◆ Problem details:
Place everything from the first of the rows below down to and including the line containing "[0,162,56,234]" into a Markdown table with the columns Row and Line. Number each line in Row, and omit blank lines.

::::::::::

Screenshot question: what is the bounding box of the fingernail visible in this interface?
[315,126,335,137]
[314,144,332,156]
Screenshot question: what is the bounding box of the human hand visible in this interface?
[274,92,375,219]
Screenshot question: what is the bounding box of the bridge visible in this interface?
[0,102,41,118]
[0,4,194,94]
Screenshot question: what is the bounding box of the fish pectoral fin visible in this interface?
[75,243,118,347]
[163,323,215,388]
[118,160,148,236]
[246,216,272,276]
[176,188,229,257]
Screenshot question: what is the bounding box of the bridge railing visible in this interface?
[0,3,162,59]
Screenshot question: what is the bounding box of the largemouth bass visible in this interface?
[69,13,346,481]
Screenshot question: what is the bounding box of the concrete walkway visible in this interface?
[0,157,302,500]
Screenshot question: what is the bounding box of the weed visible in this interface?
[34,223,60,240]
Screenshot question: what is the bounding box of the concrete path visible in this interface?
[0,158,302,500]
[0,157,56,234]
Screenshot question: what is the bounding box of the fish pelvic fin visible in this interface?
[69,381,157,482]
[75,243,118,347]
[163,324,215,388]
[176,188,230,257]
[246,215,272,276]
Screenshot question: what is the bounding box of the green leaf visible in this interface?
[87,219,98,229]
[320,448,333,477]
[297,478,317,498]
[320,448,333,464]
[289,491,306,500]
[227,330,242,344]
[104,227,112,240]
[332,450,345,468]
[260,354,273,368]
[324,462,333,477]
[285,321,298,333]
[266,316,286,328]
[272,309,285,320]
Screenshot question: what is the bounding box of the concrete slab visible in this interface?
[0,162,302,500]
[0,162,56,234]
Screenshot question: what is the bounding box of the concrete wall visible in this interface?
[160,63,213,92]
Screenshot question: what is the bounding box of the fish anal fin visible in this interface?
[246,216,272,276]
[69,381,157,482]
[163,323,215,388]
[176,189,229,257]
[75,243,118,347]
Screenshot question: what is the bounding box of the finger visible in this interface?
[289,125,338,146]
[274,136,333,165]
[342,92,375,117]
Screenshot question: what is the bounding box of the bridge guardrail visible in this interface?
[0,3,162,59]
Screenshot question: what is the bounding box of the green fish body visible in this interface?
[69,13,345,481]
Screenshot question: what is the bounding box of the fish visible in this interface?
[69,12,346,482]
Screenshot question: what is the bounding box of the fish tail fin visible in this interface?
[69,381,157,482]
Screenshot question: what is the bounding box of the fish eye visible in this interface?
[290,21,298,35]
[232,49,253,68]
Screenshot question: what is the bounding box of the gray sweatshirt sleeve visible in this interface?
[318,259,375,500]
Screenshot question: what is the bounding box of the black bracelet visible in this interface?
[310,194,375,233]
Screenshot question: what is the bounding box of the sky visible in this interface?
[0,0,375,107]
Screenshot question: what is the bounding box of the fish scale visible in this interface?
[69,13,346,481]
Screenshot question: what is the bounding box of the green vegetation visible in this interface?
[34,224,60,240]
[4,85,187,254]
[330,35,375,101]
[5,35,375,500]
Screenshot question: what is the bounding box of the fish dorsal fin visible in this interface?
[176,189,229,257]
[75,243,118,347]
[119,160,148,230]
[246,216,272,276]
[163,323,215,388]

::::::::::

◆ The completed task:
| Row | Line |
|---|---|
| 1 | Screenshot question: what is the bounding box of the fingernail visible in this interface? |
| 2 | [315,126,335,137] |
| 3 | [314,144,332,156] |
| 4 | Screenshot question: what is the bounding box of the human hand visible in this interface? |
| 5 | [274,92,375,219] |
| 6 | Screenshot question: what is the bounding box of the bridge visible in this interface? |
| 7 | [0,102,41,118] |
| 8 | [0,4,194,94] |
| 9 | Screenshot question: what is the bounding box of the fish pectoral fin visible in this interface? |
| 10 | [75,243,118,347] |
| 11 | [163,323,215,388] |
| 12 | [118,160,148,236] |
| 13 | [246,216,272,276] |
| 14 | [176,188,229,257] |
| 15 | Screenshot question: what is the bounding box of the bridge railing visible in this interface? |
| 16 | [0,3,162,59] |
| 17 | Screenshot question: what is the bounding box of the largemouth bass visible in this interface? |
| 18 | [69,13,346,481] |
| 19 | Screenshot question: what is the bounding box of the concrete walkway visible in this interface? |
| 20 | [0,157,302,500] |
| 21 | Screenshot question: what is the bounding box of the weed visible in this interface? |
| 22 | [34,223,60,240] |
| 23 | Screenshot question: what is the bounding box of the concrete path visible in this interface? |
| 24 | [0,158,302,500] |
| 25 | [0,157,56,234] |
| 26 | Screenshot question: what is the bounding box of the fish pelvic fin visible in this interface? |
| 27 | [69,381,157,482] |
| 28 | [75,243,118,347] |
| 29 | [163,324,215,388] |
| 30 | [176,188,230,257] |
| 31 | [246,215,272,276] |
| 32 | Screenshot question: what is the bounding box of the green leaf visible in this interface? |
| 33 | [87,219,98,229] |
| 34 | [320,448,333,477] |
| 35 | [297,478,317,498] |
| 36 | [320,448,333,464] |
| 37 | [289,491,306,500] |
| 38 | [227,330,242,344] |
| 39 | [104,227,112,240] |
| 40 | [332,450,345,468] |
| 41 | [260,354,273,368] |
| 42 | [324,462,333,477] |
| 43 | [285,321,298,333] |
| 44 | [266,316,286,328] |
| 45 | [272,309,285,320] |
| 46 | Screenshot question: what is the bounding box of the concrete slab visible in this interface? |
| 47 | [0,162,302,500] |
| 48 | [0,162,56,234] |